A volatile financial picture
The station has been running a board-approved deficit since 2022. Based on revenue projections at the time, leadership expected to get back in the black by fiscal year 2027, according to a KQED spokesperson. The timeline banked on revenue growth of 2.4% a year, but it’s only grown 1.3%.
Board chair Jennifer Cabalquinto said the broader economic situation has thrown those projections out the window. “The volatility is very real, and that’s really impacted the revenue sources,” she said, noting that the threat of losing federal funding compounds the picture. “It’s a double whammy.”
The Trump administration is working on multiple fronts to gut federal support for public media. The Senate faces a Friday deadline to decide whether to claw back $1.1 billion appropriated for the Corporation for Public Broadcasting, a move already approved by the House of Representatives.
Last year, KQED received $7.6 million from CPB. If that’s pulled, Cabalquinto said the organization would likely rely on cash reserves in the short term.
Meanwhile, NPR and PBS are suing Trump to block an executive order that aims to cut off their federal funding, and the Federal Communications Commission is investigating the underwriting practices of local member stations — a move that Isip said has had “a chilling effect” among some corporate sponsors.
══════════════════════════════
* **Work order 1**
Answer these questions about the passage on KQED's finances:
(a) What yearly revenue growth did the station's plan to get back in the black count on?
(b) How much money did KQED receive from CPB last year?
(c) Which two organizations are suing Trump over the executive order?
* **Work order 2**
Write a continuation of the passage on KQED's finances, picking up right after its final sentence.

* **Source material**
══════════════════════════════
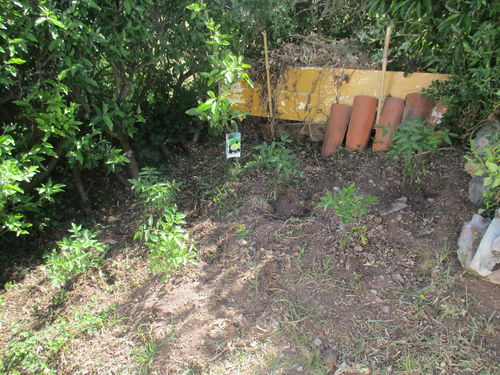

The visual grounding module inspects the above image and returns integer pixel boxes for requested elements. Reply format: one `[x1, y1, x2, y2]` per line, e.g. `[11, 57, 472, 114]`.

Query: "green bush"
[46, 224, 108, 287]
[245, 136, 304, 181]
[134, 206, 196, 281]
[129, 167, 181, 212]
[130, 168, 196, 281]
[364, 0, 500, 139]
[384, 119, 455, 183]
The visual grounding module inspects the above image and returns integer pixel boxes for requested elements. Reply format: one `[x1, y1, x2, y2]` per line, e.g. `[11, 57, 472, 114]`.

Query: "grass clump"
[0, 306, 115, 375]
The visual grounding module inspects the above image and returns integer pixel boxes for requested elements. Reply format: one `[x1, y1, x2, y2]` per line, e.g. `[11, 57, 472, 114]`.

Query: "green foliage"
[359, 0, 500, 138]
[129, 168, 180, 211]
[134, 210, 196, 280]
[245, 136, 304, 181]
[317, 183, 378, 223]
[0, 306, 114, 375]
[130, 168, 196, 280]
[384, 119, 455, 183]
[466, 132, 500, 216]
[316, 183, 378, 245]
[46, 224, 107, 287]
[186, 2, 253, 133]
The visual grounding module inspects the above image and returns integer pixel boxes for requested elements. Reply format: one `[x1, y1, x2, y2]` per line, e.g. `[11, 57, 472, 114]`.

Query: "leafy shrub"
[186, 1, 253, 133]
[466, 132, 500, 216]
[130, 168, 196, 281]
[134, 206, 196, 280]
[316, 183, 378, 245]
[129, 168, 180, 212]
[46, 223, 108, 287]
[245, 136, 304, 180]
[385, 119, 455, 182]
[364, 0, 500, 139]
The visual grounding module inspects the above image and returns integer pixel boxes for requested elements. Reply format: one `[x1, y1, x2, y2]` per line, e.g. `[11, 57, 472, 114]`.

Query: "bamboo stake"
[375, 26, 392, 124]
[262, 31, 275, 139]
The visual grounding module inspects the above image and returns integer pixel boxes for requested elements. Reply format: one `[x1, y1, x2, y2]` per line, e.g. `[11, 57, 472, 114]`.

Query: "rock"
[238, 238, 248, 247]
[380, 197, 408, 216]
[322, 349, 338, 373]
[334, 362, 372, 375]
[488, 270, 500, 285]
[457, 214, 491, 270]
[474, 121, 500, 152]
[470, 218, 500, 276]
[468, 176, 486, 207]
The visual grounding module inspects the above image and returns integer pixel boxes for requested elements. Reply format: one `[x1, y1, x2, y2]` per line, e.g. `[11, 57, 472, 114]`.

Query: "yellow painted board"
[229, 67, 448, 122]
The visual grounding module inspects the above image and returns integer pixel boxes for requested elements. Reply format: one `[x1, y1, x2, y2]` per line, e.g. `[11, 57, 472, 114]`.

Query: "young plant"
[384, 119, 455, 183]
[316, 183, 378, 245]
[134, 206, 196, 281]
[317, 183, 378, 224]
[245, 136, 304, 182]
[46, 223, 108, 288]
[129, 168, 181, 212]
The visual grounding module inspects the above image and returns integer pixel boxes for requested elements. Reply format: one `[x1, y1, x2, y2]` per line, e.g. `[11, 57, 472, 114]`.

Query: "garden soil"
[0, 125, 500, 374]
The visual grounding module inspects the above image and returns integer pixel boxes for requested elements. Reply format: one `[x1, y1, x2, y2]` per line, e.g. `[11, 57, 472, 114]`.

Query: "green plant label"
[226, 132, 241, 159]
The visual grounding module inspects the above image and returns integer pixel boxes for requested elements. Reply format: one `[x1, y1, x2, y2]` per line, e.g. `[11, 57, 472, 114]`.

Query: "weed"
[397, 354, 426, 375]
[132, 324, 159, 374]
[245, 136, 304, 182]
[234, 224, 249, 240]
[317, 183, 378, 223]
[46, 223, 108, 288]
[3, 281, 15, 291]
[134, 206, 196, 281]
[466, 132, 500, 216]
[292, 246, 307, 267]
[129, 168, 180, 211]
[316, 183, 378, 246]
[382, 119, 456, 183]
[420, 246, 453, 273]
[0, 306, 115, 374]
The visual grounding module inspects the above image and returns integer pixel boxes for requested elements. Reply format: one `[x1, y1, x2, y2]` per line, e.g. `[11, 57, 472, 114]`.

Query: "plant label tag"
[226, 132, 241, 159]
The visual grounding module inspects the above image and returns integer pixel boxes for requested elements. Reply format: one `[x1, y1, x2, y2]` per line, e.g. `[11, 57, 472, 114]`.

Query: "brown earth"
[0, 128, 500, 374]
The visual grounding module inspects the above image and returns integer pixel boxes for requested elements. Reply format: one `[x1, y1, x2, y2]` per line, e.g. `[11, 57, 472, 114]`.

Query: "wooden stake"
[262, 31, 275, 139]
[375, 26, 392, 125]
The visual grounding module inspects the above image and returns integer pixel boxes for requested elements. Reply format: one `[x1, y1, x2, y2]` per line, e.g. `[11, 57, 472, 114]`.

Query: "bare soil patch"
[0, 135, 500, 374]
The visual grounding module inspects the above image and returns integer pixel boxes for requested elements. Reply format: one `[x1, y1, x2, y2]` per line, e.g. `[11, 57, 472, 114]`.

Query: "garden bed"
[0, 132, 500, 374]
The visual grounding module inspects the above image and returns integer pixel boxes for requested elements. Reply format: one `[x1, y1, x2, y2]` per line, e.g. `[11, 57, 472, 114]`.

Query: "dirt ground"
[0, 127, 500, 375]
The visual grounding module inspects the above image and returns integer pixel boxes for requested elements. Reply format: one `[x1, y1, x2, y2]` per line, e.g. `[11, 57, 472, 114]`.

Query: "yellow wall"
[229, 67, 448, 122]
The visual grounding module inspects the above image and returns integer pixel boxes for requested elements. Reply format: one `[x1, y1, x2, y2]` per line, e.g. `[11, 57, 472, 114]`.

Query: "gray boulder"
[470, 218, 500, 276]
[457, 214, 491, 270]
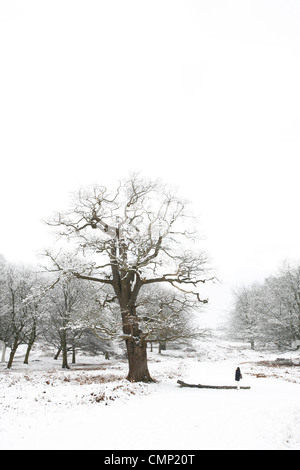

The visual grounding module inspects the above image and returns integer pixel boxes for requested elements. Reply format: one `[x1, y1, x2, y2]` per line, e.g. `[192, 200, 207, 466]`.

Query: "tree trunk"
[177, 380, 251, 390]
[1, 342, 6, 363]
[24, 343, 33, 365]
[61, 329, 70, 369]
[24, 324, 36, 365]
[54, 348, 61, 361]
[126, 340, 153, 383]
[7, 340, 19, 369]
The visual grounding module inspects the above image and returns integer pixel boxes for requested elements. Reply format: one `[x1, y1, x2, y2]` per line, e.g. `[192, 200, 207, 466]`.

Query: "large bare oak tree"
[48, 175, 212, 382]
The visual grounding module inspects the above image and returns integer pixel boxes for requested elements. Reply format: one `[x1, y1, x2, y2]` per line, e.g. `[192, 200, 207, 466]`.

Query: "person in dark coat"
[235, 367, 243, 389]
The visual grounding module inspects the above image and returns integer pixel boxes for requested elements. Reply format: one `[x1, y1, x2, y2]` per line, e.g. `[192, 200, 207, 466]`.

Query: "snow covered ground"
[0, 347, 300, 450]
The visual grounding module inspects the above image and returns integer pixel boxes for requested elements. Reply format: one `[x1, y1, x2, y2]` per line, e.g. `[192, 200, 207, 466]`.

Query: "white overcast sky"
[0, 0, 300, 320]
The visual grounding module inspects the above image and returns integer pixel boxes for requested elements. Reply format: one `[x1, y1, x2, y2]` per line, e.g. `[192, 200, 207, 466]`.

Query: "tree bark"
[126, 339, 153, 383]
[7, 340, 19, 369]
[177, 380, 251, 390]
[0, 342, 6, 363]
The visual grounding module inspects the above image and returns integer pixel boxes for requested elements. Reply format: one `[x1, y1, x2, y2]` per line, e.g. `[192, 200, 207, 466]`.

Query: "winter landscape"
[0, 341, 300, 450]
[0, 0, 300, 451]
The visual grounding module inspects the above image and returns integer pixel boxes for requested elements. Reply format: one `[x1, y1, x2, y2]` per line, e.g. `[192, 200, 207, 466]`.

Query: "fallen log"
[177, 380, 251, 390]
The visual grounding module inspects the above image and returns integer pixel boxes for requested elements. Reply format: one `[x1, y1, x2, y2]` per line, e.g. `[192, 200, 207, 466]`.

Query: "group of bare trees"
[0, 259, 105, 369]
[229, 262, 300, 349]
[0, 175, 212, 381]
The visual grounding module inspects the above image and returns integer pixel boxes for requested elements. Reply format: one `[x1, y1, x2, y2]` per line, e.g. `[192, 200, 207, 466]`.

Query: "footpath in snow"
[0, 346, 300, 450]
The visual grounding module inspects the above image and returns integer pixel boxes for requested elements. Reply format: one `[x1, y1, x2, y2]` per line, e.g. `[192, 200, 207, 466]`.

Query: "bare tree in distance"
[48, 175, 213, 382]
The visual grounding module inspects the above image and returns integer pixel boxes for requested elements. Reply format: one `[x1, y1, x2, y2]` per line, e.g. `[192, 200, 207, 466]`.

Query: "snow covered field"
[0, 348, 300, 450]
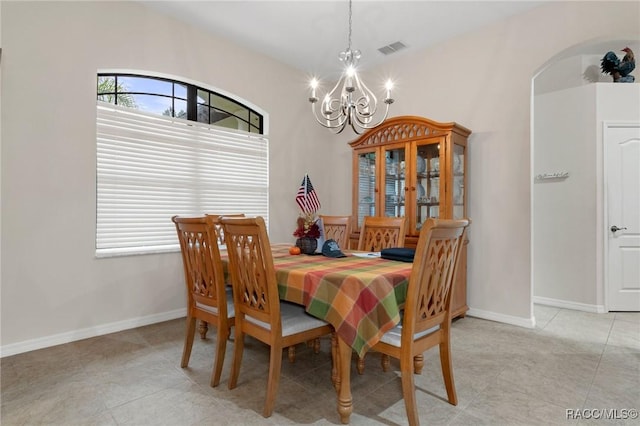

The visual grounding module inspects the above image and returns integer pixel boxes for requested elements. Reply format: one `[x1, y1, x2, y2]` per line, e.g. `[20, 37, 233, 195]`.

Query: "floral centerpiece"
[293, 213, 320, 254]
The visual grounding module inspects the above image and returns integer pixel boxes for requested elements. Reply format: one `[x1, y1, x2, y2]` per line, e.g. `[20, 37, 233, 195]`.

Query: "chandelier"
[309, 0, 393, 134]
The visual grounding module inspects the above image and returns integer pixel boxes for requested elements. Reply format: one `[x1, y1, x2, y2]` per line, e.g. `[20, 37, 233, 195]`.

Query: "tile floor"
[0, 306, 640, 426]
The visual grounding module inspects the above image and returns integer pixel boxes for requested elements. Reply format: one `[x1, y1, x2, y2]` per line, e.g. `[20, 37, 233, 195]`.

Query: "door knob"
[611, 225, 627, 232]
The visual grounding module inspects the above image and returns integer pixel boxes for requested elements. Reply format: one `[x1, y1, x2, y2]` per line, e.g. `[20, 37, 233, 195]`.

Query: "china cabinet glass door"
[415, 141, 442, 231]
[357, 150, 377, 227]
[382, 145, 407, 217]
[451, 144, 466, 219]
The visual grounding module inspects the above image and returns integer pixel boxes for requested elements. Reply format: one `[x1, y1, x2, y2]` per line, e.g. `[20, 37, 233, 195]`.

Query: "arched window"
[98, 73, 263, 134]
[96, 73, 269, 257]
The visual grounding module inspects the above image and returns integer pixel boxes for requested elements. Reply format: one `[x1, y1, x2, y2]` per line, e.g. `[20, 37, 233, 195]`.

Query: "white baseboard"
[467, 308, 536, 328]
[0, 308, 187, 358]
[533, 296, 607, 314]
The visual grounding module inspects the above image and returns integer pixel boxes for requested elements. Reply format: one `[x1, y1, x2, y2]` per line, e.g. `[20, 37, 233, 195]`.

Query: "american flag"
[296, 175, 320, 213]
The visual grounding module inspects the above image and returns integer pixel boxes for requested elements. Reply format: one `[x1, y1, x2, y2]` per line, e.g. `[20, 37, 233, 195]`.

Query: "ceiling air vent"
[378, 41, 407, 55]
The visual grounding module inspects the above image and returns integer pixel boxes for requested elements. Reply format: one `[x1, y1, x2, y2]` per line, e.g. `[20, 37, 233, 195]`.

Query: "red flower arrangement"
══════════════════════════════
* **Output 1**
(a) 2.4% a year.
(b) $7.6 million.
(c) NPR and PBS.

* **Output 2**
KQED’s financial troubles stem from the organization’s growth in recent years, driven by multimillion-dollar investments, and sluggish revenue growth can no longer support its size. But they are also indicative of the existential challenges bearing down on the nation’s public media system and news industry writ large.
New economic headwinds are contributing to a longstanding struggle to find financial footing in a digital environment.
“It wasn’t just one thing that’s causing this deficit, it’s multiple investments in growing our service,” Isip said.
Between 2013 and 2018, the nonprofit added 60 employees, mostly focused on digital services, according to Isip. During that period, the education department nearly tripled in size, he said, and the station added journalists, building among the largest nonprofit newsrooms in the country.
“We had to do that,” Isip said. “Broadcast audiences are declining. If we didn’t expand into new areas, that would threaten our future and our relevancy to our audiences moving forward.”
The growth was made possible in part by $45 million in one-time money from a fundraising campaign that also bankrolled a $94 million building renovation, and station leaders were betting that expanding services would boost the station’s audience, bringing an uptick in ongoing revenue to follow.
“That has been the case,” Isip said. “But our financial support has not grown at the same rate as our expense growth.”
Carrie Biggs-Adams, president of NABET Local 51, which represents the company’s radio and television engineers, among many other employees, voiced concerns about leaders’ management of KQED’s assets.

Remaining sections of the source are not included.